-- Task brief --
The answer should reproduce the listing below character for character.

──────── Material provided

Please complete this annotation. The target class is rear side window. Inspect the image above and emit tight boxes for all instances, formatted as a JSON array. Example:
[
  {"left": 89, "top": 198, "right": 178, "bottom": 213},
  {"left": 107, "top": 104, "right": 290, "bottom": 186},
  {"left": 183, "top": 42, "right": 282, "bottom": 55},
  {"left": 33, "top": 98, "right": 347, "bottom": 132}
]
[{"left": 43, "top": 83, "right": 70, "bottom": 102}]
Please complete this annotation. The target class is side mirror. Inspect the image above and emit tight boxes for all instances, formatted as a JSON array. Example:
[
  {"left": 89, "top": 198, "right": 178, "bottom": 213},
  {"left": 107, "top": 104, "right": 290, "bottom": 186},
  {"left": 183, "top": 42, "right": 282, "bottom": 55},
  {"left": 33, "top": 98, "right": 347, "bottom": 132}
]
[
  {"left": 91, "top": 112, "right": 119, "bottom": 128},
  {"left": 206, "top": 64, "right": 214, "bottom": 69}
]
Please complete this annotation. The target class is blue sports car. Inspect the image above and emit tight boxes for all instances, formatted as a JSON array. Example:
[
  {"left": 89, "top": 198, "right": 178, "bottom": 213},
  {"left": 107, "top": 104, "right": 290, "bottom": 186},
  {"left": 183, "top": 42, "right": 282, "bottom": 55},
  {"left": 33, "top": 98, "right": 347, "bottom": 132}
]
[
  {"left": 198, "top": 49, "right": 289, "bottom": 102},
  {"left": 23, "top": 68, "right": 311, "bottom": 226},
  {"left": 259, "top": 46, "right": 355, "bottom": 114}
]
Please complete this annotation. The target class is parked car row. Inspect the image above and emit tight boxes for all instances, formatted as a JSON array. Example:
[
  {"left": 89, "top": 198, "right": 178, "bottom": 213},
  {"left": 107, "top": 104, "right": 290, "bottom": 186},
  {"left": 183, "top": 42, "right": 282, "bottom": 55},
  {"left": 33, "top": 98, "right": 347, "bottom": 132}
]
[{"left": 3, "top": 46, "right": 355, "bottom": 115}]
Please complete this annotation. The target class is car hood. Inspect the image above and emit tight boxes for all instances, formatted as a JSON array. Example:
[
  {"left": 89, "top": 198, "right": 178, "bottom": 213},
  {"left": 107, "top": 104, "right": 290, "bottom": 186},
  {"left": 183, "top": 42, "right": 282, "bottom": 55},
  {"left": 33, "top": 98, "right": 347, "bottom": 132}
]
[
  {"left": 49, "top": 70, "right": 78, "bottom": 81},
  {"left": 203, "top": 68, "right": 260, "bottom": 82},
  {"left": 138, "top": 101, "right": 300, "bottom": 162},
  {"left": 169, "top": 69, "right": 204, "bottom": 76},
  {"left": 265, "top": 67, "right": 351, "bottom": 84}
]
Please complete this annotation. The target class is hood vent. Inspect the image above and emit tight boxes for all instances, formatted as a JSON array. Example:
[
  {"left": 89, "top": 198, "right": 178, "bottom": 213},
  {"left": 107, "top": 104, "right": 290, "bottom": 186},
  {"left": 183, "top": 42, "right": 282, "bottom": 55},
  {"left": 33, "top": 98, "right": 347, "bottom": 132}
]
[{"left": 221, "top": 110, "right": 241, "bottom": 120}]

────────────────

-- Solution --
Please complete this annotation. The target class is rear side window. Inspect the image above and emit tight boxes for all instances, formatted as a JSON array. Example:
[
  {"left": 89, "top": 198, "right": 178, "bottom": 213},
  {"left": 107, "top": 104, "right": 290, "bottom": 186},
  {"left": 183, "top": 42, "right": 282, "bottom": 55},
  {"left": 33, "top": 98, "right": 347, "bottom": 132}
]
[{"left": 43, "top": 83, "right": 70, "bottom": 102}]
Please complete this annotation. The target class is side mirror. Inspect the image above and emit tight boxes for all instances, formatted as a JSON array. Example:
[
  {"left": 89, "top": 198, "right": 178, "bottom": 213},
  {"left": 107, "top": 104, "right": 290, "bottom": 186},
  {"left": 183, "top": 42, "right": 282, "bottom": 55},
  {"left": 33, "top": 98, "right": 347, "bottom": 132}
]
[
  {"left": 91, "top": 112, "right": 119, "bottom": 128},
  {"left": 206, "top": 64, "right": 214, "bottom": 69}
]
Please complete this annotation. The target class is blue sports car. Inspect the image above and emit tight boxes for all instances, formatted as a JSON array. Example:
[
  {"left": 89, "top": 198, "right": 178, "bottom": 213},
  {"left": 107, "top": 104, "right": 290, "bottom": 186},
  {"left": 183, "top": 42, "right": 282, "bottom": 55},
  {"left": 33, "top": 98, "right": 347, "bottom": 132}
]
[
  {"left": 198, "top": 49, "right": 289, "bottom": 102},
  {"left": 23, "top": 68, "right": 311, "bottom": 226},
  {"left": 259, "top": 46, "right": 355, "bottom": 114}
]
Please complete this annotation. The target class is parked car row. Inspect the image above and emit tight boxes for all instances, formatted as a JSON array. Example:
[
  {"left": 89, "top": 198, "right": 178, "bottom": 213},
  {"left": 107, "top": 104, "right": 290, "bottom": 186},
  {"left": 183, "top": 42, "right": 282, "bottom": 55},
  {"left": 33, "top": 98, "right": 347, "bottom": 132}
]
[{"left": 3, "top": 46, "right": 355, "bottom": 115}]
Please complete this annotation. The target class is car hood. Inspect the image above and emit tight boxes for all instances, formatted as a JSON array. Example:
[
  {"left": 89, "top": 198, "right": 178, "bottom": 213},
  {"left": 107, "top": 104, "right": 290, "bottom": 186},
  {"left": 183, "top": 42, "right": 282, "bottom": 55},
  {"left": 33, "top": 98, "right": 347, "bottom": 132}
]
[
  {"left": 49, "top": 70, "right": 78, "bottom": 81},
  {"left": 203, "top": 68, "right": 260, "bottom": 82},
  {"left": 138, "top": 101, "right": 300, "bottom": 162},
  {"left": 169, "top": 69, "right": 204, "bottom": 76},
  {"left": 265, "top": 67, "right": 351, "bottom": 84}
]
Please complete this annotation. The target class is hood vent. Inspect the image above and emit tight boxes for all instances, formatted as a JSON array. Example:
[
  {"left": 89, "top": 198, "right": 178, "bottom": 213},
  {"left": 107, "top": 104, "right": 290, "bottom": 186},
  {"left": 183, "top": 42, "right": 282, "bottom": 55},
  {"left": 33, "top": 98, "right": 347, "bottom": 132}
]
[{"left": 221, "top": 110, "right": 241, "bottom": 120}]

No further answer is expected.